**Description of the task:**
Reproduce every line of the items from the line containing "Target: brown shingle roof" through the end of the items, including both, and shift each marker coordinate in the answers by -23.

**Position annotation items:**
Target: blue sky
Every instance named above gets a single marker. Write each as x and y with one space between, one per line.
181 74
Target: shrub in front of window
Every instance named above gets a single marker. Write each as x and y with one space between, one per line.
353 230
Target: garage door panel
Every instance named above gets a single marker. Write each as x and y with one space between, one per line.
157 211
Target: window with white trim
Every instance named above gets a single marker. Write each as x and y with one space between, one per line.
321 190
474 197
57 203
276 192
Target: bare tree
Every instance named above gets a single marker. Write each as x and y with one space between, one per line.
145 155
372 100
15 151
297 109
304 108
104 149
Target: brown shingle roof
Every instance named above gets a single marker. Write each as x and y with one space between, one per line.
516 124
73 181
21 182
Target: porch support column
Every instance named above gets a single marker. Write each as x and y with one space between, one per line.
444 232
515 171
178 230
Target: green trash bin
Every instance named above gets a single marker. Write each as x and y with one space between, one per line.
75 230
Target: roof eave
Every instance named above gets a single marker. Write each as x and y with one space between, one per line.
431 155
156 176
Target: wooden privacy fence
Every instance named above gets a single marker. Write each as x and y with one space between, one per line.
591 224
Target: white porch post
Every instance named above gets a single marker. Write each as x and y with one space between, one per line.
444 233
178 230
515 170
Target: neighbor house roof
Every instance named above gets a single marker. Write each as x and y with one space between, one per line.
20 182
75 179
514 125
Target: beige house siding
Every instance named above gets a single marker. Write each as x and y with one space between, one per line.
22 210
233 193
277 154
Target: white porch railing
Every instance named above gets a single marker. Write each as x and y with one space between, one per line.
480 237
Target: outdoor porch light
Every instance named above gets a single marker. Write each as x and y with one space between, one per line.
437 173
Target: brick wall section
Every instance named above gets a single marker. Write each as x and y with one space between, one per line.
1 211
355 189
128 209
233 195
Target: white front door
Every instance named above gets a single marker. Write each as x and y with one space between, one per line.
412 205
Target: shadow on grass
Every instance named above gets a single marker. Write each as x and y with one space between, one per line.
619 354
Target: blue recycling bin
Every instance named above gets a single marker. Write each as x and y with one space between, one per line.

**Result for this exercise:**
Target: brown shingle roof
Every instance named above gets a single marker. Write each as x and y with one space between, one per line.
493 101
50 158
-2 159
Target: porch support column
Every instance named above gets a single marker. Write each as x and y with one space between, one per line.
421 209
492 148
155 207
Target: green trash bin
Every instance named above gets a single marker. Write each as x and y with one space between, one per line.
52 207
Target: roof eave
Every instance named above gets a single marker. Write each as x and y with one space between, one per line.
408 132
133 153
Target: wooden privacy fence
Every instance named above gets a single marker. Write each as x and y with one space between, one per line.
568 201
Target: white porch post
Every instance named above gets a single marker. Write each as x and y with one space between, one per line.
421 210
155 207
492 147
Target: neighbor house roof
Every instance named above gets a single marker. Write each as x and y with one space between, one per line.
-3 159
52 156
491 102
Target: beige house siding
Every instance named above gets a single marker. Write each as x and y with one space between, one per line.
-1 187
210 170
254 131
Target: white porch railing
Every instance named above gets a single marker. Write each as x and y with one space between, one per line.
457 214
Target: outdoor porch light
Every instance named above gets a single marker. Write each as x and y with one space between, one per line.
414 150
Target: brick wall section
Every instance named above gets a single marker. Write each as x and y with one space between, one per line.
-22 188
332 166
105 186
210 172
Target: white front door
Every instance named above gets a single marker. Write each as x and y with one space between, one per line.
389 182
Target: shadow on grass
Every instance named above gets a single marker. Write each as x and y with one space between, one per line.
596 331
Target: blue recycling bin
Every instance named above gets a single marker. Write each as x and y with one space between, one per line.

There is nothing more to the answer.